> **Given text**:
Content starts

ABSTRACT of the Doctoral Thesis
In medical treatment of pressure induced foot problems, orthopaedic shoes or insoles are prescribed to provide relief of plantar pressure at overloaded locations. A simulation tool to facilitate a favourable design of insoles, particularly for the diabetic foot, is presented in this work. In order to evaluate a given insole design, the time-dependent in-shoe pressure distribution during walking is simulated.
To this end, a combined experimental-numerical method is employed. The biomechanical model that is the basis of both experimental and numerical work, is a Winkler-like foundation model, describing the foot as a 2dimensional arrangement of non-linear springs. The implied simplifying assumptions are justified by anatomical and mechanical considerations and by verifications at two developement stages, and are substantiated by the special biomechanical features of the diabetic foot.
This approach divides the study into two major parts: the designing of a measurement system and the developement of a simulation algorithm. The measurement system, named Pedomech system, allows the acquisition of the input data necessary for the numerical simulation: The stiffness distribution and the geometry of the sole of the foot can be measured individually and in vivo. The particular setup, however, gives rise to a difficulty to obtain data for the arch region. A possible solution is suggested by enhancing the measurement system.
Applying the load history of walking to the model leads to a transient, non-linear, elasto-static problem, including a contact problem. By means of the Principle of Virtual Work and the Pure Newton-Raphson Method, a simulation algorithm is derived and implemented in a computer program. Program versions for barefoot and shoed walking are elaborated. When treating insoles that have high gradients of the thickness, it turns out to be necessary to consider also the kinematics of the ankle joint during the stance phase.
For barefoot walking, the simulation method is applied to a number of subjects, including one diabetic patient. Verifying these results against measurements yields a satisfactory agreement. It is observed, however, that a distinction has to be made concerning the considered load history. In slow walking the foot exhibits a different behaviour than in fast walking, which also agrees with anatomical findings. The simulation proves applicable for low walking speeds rather than for high ones.
From the point of view of practical applications, there are two different ways to employ the simulation method. In the standard case the user of the method prescribes the design of the insole; then, the simulation of the pressure distribution serves as an accompanying control of the design. Alternatively, the simulation may be performed iteratively in order to automatically find an ``optimized'' design. For this purpose, a functional adaptation algorithm is presented. Results from the simulation of in-shoe pressures as well as from the functional adaptation mechanism are given for one particular subject.
Additionally, the results from the Pedomech system can be used without a subsequent pressure simulation. First of all, the measured stiffness properties per se can interpreted for diagnostic purposes. As an example, the stiffness at the heel of the investigated diabetic foot is increased when compared to the healthy foot. Also, it is shown how the results from the Pedomech measurement system can be evaluated to express the overall behaviour of the foot in an approximate way through three global stiffness characteristics. This is believed to be useful in related disciplines such as gait analysis.

Content ends

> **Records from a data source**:
Content starts

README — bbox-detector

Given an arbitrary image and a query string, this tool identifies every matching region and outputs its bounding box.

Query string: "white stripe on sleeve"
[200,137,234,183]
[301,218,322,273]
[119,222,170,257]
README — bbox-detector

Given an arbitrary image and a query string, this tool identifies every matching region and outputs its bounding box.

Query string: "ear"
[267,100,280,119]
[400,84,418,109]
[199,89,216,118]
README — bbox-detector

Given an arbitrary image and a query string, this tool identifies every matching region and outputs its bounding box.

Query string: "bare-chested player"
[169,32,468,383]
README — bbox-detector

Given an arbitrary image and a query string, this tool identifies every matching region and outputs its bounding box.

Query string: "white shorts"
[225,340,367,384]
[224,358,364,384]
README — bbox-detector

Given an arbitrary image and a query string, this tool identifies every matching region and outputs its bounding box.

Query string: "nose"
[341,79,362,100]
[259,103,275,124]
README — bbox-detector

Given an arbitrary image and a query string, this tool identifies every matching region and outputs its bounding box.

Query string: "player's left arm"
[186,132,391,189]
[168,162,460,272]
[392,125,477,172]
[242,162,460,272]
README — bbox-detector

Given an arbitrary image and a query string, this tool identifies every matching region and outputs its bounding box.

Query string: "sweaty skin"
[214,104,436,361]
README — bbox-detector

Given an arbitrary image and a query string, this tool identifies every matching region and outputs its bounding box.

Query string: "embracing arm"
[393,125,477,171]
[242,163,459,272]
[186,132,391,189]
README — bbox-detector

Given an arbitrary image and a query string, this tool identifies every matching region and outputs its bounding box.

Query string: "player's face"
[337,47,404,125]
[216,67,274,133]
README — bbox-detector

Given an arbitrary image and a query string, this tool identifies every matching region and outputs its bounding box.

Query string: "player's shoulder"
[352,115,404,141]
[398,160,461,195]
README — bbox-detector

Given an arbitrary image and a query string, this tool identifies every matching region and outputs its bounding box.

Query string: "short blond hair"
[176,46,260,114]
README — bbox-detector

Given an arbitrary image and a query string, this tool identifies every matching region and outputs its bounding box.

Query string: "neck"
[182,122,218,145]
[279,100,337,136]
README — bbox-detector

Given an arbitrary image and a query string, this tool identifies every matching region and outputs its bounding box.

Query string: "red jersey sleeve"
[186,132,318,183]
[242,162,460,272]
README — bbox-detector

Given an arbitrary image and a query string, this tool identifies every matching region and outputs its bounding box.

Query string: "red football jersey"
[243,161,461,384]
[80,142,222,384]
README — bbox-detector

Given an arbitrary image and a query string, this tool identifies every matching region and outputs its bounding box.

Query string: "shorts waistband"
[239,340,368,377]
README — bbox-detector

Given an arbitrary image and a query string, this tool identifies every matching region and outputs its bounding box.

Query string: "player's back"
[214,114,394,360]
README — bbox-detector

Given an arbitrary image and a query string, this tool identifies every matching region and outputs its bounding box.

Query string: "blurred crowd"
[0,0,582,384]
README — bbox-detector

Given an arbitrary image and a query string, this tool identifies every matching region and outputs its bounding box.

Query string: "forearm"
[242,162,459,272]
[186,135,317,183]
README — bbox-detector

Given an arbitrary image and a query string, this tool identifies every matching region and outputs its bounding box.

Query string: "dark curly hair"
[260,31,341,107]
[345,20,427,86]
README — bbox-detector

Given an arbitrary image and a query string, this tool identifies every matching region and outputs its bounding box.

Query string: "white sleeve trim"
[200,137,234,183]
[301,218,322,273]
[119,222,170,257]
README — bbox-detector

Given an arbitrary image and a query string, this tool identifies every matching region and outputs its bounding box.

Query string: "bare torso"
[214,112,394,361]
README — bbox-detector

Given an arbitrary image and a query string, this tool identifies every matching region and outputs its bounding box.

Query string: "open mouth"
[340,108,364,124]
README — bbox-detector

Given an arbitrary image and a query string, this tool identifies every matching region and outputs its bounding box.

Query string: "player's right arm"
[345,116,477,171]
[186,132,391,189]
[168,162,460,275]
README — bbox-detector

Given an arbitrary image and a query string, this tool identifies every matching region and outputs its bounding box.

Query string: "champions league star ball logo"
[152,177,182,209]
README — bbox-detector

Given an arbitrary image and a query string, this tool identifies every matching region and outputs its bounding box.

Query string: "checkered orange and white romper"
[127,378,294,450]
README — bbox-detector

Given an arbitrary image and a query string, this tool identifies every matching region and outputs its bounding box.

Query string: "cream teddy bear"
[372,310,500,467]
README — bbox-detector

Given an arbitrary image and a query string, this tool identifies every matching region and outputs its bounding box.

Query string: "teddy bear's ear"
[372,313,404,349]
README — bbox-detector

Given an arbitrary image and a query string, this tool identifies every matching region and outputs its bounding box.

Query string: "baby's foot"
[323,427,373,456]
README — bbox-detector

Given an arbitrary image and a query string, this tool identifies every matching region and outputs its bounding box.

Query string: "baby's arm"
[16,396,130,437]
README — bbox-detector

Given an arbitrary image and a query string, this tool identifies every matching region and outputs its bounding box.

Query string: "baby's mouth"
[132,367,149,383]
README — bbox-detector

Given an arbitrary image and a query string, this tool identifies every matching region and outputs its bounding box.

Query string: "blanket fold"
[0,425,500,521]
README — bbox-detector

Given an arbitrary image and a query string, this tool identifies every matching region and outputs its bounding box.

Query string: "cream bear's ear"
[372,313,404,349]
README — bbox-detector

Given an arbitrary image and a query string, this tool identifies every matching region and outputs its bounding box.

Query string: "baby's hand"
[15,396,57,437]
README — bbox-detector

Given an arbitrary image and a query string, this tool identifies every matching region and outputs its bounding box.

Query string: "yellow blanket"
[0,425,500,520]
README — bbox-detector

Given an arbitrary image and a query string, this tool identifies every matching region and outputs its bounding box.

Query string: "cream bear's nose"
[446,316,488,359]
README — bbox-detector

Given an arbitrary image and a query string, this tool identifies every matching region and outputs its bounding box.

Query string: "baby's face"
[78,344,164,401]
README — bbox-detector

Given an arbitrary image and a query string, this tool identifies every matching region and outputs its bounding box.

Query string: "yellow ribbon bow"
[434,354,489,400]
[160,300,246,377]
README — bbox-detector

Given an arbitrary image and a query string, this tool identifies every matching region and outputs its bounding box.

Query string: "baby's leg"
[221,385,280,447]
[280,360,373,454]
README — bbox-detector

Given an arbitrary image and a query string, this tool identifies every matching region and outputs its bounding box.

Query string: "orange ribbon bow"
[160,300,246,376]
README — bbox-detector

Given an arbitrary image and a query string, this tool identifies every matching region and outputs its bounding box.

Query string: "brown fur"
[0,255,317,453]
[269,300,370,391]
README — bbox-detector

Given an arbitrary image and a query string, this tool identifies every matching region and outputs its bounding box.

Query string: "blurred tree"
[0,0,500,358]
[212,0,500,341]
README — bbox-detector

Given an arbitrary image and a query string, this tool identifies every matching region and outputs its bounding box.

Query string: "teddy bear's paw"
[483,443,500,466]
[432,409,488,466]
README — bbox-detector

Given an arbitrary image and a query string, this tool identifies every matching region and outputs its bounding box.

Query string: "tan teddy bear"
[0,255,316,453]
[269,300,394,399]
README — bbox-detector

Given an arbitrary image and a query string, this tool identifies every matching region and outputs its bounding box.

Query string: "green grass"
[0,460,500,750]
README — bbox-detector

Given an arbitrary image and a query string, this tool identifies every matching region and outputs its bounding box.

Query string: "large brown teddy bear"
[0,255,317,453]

Content ends

> **Your task**: Copy the passage of the thesis abstract from "Additionally, the results" to "as gait analysis.", swapping "healthy foot" for "normal foot".

> **Answer box**:
Additionally, the results from the Pedomech system can be used without a subsequent pressure simulation. First of all, the measured stiffness properties per se can interpreted for diagnostic purposes. As an example, the stiffness at the heel of the investigated diabetic foot is increased when compared to the normal foot. Also, it is shown how the results from the Pedomech measurement system can be evaluated to express the overall behaviour of the foot in an approximate way through three global stiffness characteristics. This is believed to be useful in related disciplines such as gait analysis.